(AIM OF THE EXERCISE):
Extract, word for word, everything from the start of the rows below down to the line that contains "[[456, 228], [4, 231], [25, 229], [365, 127], [569, 130]]", with both ends included. Leave the picture out of your answer.

(EXTRACTED ENTRIES):
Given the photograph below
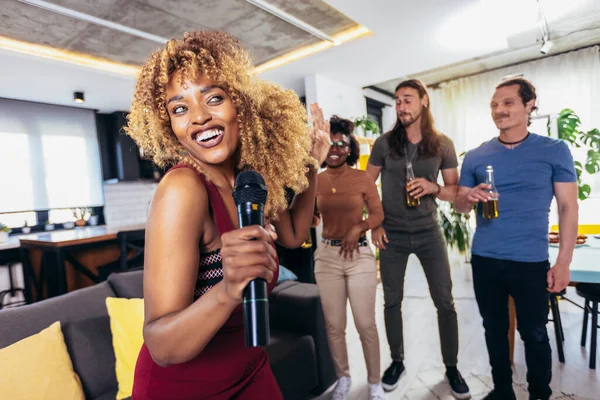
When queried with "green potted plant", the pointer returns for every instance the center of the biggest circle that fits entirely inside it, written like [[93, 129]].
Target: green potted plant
[[456, 228], [4, 231], [25, 229], [365, 127], [569, 130]]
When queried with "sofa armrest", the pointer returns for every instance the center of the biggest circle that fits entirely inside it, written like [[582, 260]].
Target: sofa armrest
[[296, 307]]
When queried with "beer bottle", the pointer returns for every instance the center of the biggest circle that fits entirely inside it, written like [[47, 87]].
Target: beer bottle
[[410, 175], [490, 208]]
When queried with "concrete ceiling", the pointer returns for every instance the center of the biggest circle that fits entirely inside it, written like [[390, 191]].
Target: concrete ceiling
[[410, 38], [433, 40], [264, 35]]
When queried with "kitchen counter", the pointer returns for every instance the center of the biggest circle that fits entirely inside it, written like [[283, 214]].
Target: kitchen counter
[[56, 262], [68, 237]]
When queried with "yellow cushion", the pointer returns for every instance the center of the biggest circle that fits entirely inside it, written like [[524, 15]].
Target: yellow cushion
[[39, 367], [582, 229], [126, 325]]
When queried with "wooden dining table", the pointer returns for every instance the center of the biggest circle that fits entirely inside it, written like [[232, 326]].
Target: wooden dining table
[[585, 268], [84, 248]]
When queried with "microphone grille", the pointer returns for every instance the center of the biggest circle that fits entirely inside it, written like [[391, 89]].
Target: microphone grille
[[250, 187]]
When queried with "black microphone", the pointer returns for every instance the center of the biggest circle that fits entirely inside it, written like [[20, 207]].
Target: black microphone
[[250, 195]]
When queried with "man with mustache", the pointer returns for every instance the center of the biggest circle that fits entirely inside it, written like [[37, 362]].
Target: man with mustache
[[510, 252], [415, 143]]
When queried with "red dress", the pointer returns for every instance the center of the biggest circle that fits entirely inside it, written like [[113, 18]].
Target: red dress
[[225, 369]]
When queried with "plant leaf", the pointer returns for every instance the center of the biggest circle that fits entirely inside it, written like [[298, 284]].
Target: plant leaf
[[584, 192], [592, 139], [592, 163]]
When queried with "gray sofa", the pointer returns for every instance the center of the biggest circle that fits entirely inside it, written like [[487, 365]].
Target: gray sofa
[[299, 352]]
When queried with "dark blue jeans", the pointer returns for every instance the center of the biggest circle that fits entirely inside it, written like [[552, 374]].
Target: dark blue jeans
[[494, 280]]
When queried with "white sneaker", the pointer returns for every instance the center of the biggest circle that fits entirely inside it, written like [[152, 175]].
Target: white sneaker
[[342, 388], [375, 391]]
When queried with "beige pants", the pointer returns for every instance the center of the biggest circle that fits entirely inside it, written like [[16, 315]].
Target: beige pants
[[339, 280]]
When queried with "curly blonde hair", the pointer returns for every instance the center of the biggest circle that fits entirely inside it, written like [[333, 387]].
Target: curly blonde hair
[[274, 133]]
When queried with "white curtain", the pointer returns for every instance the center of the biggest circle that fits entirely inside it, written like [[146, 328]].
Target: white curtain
[[49, 157], [571, 80]]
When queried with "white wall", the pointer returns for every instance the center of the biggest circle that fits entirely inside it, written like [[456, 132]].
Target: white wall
[[37, 79], [127, 203], [389, 117], [335, 97]]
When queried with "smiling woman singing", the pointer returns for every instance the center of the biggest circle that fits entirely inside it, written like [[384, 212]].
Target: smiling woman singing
[[198, 110]]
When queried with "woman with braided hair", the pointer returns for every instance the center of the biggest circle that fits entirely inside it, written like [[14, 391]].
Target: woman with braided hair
[[198, 109]]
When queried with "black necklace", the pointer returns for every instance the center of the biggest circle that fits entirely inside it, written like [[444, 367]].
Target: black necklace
[[513, 143]]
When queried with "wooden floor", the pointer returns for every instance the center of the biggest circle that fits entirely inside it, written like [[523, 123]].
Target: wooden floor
[[424, 379]]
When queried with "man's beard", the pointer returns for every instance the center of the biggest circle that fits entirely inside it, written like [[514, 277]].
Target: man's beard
[[410, 122]]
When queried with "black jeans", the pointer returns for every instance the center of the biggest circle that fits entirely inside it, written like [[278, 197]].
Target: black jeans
[[494, 280]]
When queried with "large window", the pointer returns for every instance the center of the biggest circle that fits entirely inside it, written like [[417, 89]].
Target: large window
[[49, 157]]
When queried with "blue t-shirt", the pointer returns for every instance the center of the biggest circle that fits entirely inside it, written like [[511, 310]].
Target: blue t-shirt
[[524, 178]]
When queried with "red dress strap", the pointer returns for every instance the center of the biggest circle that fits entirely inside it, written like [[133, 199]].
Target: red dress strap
[[217, 205]]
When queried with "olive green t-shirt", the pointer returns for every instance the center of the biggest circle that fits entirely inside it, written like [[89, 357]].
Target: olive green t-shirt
[[398, 216]]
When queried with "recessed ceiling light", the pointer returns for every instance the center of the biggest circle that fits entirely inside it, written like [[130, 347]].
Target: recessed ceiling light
[[78, 97]]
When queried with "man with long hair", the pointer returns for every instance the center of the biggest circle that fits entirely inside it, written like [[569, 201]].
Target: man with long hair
[[415, 144], [510, 251]]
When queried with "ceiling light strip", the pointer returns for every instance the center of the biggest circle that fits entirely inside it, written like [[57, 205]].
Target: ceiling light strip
[[67, 56], [94, 20], [340, 38], [292, 20]]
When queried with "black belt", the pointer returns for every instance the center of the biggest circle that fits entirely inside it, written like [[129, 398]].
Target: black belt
[[362, 241]]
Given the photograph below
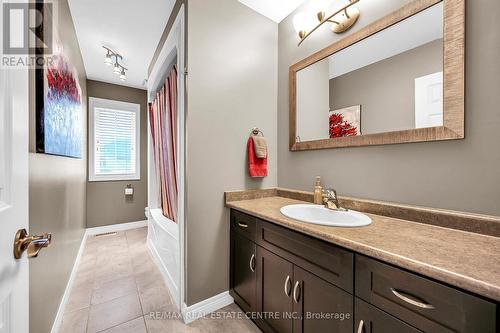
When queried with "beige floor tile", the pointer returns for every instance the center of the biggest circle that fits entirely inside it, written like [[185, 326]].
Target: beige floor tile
[[115, 312], [148, 279], [112, 272], [80, 297], [156, 298], [75, 321], [134, 326], [170, 325], [108, 291]]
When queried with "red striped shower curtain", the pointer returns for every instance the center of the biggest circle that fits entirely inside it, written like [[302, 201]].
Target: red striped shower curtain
[[163, 120]]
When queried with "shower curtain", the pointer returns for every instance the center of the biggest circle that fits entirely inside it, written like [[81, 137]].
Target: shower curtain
[[163, 120]]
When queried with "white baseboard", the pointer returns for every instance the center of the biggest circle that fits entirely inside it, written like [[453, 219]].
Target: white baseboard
[[174, 291], [116, 227], [89, 231], [200, 309], [60, 311]]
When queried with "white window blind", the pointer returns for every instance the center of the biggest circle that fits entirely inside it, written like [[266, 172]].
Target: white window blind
[[115, 147]]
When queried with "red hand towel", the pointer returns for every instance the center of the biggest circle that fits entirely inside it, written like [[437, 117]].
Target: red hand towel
[[257, 167]]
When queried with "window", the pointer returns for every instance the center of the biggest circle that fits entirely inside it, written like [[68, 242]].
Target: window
[[114, 140]]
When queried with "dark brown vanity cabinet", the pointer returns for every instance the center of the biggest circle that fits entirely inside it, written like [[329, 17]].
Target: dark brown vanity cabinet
[[294, 279], [294, 283], [292, 299], [243, 256], [369, 319], [425, 304]]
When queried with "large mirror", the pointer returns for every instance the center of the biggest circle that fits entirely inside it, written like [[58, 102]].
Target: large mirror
[[397, 80]]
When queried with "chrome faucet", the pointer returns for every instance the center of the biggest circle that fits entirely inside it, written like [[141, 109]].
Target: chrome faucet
[[329, 198]]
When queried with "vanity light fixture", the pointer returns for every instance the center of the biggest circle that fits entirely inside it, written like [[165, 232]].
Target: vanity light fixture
[[118, 68], [305, 23]]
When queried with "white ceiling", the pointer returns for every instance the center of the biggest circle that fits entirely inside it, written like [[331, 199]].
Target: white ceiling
[[130, 27], [417, 30], [276, 10]]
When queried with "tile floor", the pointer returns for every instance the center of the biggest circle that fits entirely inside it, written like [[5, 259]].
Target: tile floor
[[118, 288]]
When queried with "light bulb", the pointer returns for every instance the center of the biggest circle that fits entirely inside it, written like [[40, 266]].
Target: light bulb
[[300, 23], [319, 6]]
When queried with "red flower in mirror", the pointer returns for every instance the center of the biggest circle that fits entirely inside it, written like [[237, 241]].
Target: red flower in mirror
[[339, 127]]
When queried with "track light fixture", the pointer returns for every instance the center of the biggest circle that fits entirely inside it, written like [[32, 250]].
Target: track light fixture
[[118, 68], [341, 19]]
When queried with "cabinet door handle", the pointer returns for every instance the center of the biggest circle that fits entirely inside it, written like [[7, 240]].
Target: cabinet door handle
[[296, 292], [252, 263], [288, 286], [411, 299], [361, 327]]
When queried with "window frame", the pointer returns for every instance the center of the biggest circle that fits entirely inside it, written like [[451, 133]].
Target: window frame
[[119, 105]]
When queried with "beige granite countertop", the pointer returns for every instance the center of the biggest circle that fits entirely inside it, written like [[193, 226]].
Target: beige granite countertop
[[469, 261]]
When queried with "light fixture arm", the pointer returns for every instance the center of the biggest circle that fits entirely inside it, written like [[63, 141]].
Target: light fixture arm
[[117, 56], [329, 19]]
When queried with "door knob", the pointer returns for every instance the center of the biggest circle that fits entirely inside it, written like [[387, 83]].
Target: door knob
[[32, 244]]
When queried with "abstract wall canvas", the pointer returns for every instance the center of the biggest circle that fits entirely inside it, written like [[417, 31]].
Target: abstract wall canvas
[[59, 109], [345, 122]]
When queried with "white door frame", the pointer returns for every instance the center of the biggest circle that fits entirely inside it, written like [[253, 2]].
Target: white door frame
[[14, 205], [174, 47]]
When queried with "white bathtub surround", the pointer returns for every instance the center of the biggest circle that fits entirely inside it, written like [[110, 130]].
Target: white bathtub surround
[[165, 237], [163, 244]]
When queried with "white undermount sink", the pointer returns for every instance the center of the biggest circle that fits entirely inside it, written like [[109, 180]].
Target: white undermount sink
[[317, 214]]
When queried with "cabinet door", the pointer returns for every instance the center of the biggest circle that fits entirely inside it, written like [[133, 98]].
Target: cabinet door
[[369, 319], [274, 292], [321, 306], [243, 268]]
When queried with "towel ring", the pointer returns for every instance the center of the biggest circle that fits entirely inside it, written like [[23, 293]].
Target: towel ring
[[256, 131]]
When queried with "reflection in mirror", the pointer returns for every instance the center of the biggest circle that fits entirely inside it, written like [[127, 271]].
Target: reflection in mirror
[[390, 81]]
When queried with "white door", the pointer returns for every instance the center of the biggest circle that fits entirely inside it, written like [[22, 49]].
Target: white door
[[13, 197], [429, 100]]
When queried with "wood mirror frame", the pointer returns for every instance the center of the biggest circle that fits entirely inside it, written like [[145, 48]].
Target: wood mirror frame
[[453, 85]]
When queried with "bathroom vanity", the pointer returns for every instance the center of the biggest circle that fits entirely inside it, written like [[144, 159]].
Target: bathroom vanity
[[391, 276]]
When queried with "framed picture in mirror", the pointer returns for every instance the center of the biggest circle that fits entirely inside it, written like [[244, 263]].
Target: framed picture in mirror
[[404, 71]]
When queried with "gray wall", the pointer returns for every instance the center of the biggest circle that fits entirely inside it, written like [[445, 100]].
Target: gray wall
[[106, 201], [57, 205], [462, 175], [232, 86], [386, 89], [313, 100]]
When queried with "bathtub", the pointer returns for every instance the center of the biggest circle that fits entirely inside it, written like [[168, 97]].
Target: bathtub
[[163, 243]]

(RESPONSE TO THE EXERCISE):
Given the photograph below
When queried with "green potted plant", the pointer returns for every instance the center of the biggest circle that fits entirely inside it, written like [[93, 129]].
Target: green potted plant
[[456, 228], [4, 231], [25, 229], [365, 127], [569, 130]]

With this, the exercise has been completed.